▶ [DIRECTIONS]:
A) In the travel account of the stolen purse, what time did the guard at the US Embassy say the passport office closes?
B) Pick up the travel account of the stolen purse after its last line and write what comes next.

We, at this point, accepted the mentality that the purse was simply lost. We’d been working non-stop since it was stolen to get it back, but it was time to move on. As we left the hotel to head to Paris, the rain cleared! We hoped this was a sign that moving on was the right thing to do, and headed looked forward to the refuge of the US Embassy.

Walking to the train station, I realized that the big problem we were having with the officers was communication. We just needed to know what they were doing, if there was hope, if we were keeping them from some murder case… just some information. Lievin had given us his personal cell-phone number, so I realized it may be possible to connect Lievin with my Dad (Mon Père) who speaks French. We called my dad on the train to Paris, explained things and gave him Lievin’s number, but as we were finishing things up, we went into the subway and lost connection. I wasn’t sure if he needed more information from me, or if he could call back, or if I would interrupt him and Lievin if I tried to call back… So, we just waited on that front.

The first thing I saw stepping out of the RER C in Paris was a thick bolt of lightening as the rain fell in sheets. It was amazing to finally be in Paris, but it certainly would have been better under different conditions, weather and otherwise.

We reached the US Embassy and there was an English speaking French “GUARD-FORCE” there, blocking anyone from getting even close to the outside of the buildings. We told him Sam’s purse was stolen, that she lost everything, her passport, her money, her license, everything.

“Ah, eeuuu… The passport office closes at 12.”

▶ [GIVEN RECORDS]:
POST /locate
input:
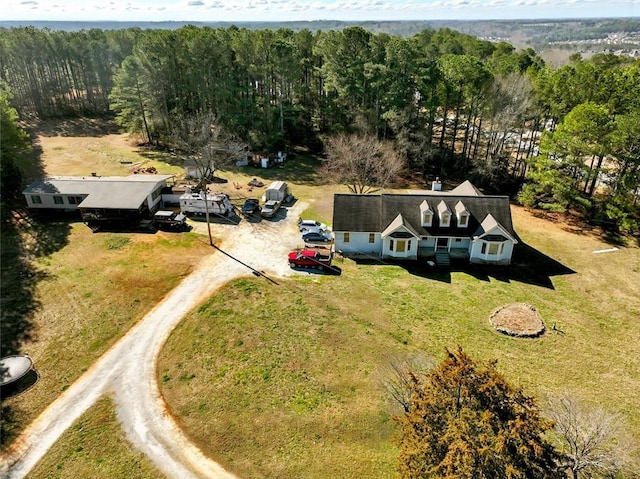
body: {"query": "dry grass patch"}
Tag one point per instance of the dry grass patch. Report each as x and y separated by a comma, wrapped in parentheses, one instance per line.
(88, 295)
(284, 381)
(519, 319)
(95, 446)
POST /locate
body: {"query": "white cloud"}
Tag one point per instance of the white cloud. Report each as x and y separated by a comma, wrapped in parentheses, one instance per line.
(282, 10)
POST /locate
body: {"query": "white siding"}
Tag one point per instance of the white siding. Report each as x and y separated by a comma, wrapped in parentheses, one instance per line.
(47, 201)
(358, 243)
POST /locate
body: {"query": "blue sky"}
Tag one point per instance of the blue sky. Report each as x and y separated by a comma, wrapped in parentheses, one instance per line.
(284, 10)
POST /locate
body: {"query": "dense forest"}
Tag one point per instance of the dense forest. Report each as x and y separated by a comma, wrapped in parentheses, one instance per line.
(452, 105)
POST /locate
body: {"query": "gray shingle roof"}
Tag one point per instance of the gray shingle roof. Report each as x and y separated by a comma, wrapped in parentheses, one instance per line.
(373, 213)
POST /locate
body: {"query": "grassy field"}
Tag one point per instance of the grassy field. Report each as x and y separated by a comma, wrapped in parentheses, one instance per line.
(69, 294)
(286, 381)
(95, 447)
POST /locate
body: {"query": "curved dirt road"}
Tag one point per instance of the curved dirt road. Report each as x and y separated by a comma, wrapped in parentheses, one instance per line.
(128, 369)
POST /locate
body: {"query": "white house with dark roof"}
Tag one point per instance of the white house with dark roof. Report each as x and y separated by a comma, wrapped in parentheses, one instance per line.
(461, 223)
(99, 198)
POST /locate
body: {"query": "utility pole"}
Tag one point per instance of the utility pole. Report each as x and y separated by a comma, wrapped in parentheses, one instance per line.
(206, 211)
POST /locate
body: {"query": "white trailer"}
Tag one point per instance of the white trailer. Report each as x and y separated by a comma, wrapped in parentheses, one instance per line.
(276, 191)
(217, 204)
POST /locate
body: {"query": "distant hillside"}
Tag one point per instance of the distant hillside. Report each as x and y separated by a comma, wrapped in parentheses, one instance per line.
(568, 36)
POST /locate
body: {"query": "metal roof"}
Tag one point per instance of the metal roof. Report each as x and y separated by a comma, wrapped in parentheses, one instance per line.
(110, 192)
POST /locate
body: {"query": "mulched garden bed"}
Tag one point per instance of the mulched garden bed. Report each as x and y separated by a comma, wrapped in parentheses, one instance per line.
(518, 319)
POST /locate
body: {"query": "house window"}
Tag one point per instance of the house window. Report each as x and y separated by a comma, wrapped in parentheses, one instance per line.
(494, 248)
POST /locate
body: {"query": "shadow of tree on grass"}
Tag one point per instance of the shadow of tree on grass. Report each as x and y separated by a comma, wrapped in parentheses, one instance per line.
(22, 240)
(528, 265)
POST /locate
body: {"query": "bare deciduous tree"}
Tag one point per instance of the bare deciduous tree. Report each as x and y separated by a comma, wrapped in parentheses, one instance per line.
(398, 376)
(207, 144)
(589, 439)
(362, 163)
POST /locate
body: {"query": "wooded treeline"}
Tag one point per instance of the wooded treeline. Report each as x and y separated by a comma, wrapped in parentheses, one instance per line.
(453, 105)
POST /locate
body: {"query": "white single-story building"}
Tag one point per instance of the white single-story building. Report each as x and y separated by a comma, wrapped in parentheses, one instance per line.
(99, 198)
(461, 224)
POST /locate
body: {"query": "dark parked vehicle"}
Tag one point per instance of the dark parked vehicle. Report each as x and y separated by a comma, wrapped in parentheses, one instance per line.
(170, 220)
(316, 237)
(251, 206)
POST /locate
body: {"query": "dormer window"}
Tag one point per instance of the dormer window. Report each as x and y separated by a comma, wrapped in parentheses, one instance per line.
(426, 214)
(462, 215)
(444, 214)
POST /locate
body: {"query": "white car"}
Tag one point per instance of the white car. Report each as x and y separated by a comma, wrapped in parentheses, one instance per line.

▶ [ANSWERS IN ORDER]:
A) At 12.

B)
What?! Why are things so crazy here? Why can’t anything just go smoothly? Apparently the Embassy would be available for us to get what we needed done between 9 a.m. and 12 p.m… And they only tell you that once your there, because we certainly checked.

Sam started crying, Hayley put her foot down, and some other officers went off to try and figure out whether or not it was safe to let in a bunch of US Citizens into the US Embassy… I thought this place was supposed to be our safe zone, or something?

We were waiting in the rain for about half an hour. Standing there, we, by freak chance, ran into a guy our age we had met on the train into Paris. He, “had already seen the Eiffel Tower too many times,” so he went to walk around while his friends were there and stumbled upon us.

Apparently, while they had no reservations or plans, managed to pop into a hostel in the center of Paris, while we were fending for our lives in the most dangerous part of Paris. Awesome.

He left, and a bit later we were allowed in. They brought us to a security check-point, and as I was putting my cell-phone on the table to walk through the metal detector… “Anonymous Call” pops up. The rest of the staff at the Embassy was actually very nice, and one guy urged me to go outside and take the call.

When I picked up, I got disconnected, but called back my dad just in case. A few seconds later, I find out my dad left a message for Lievin, who then called my dad back, directed him to officer “Gregory”, who informed him…


I called Gregory and he told me the news was true, and the bag is that their station. The Embassy security was a bit confused, but finally understood and were happy with us for a brief moment before we high-tailed it towards the train station to get back to the Police Municipale.

It had, strangely, stopped raining by the time we got out of the Embassy… The weather has been an incredible reflection of our luck so far! We got to the station and waited around for a bit. Lievin came over in casual clothes… He had apparently come in to help us on his day off! Herald then came over holding Sam’s bag, covered in dirt and garbage and… blood? It was gross… But inside was her passport, traveler’s checks, plane ticket, Eurail pass… The kids swiped her cash, of course, but that didn’t take too much away from the excitement… We got the exact closure we needed after everything that had happened.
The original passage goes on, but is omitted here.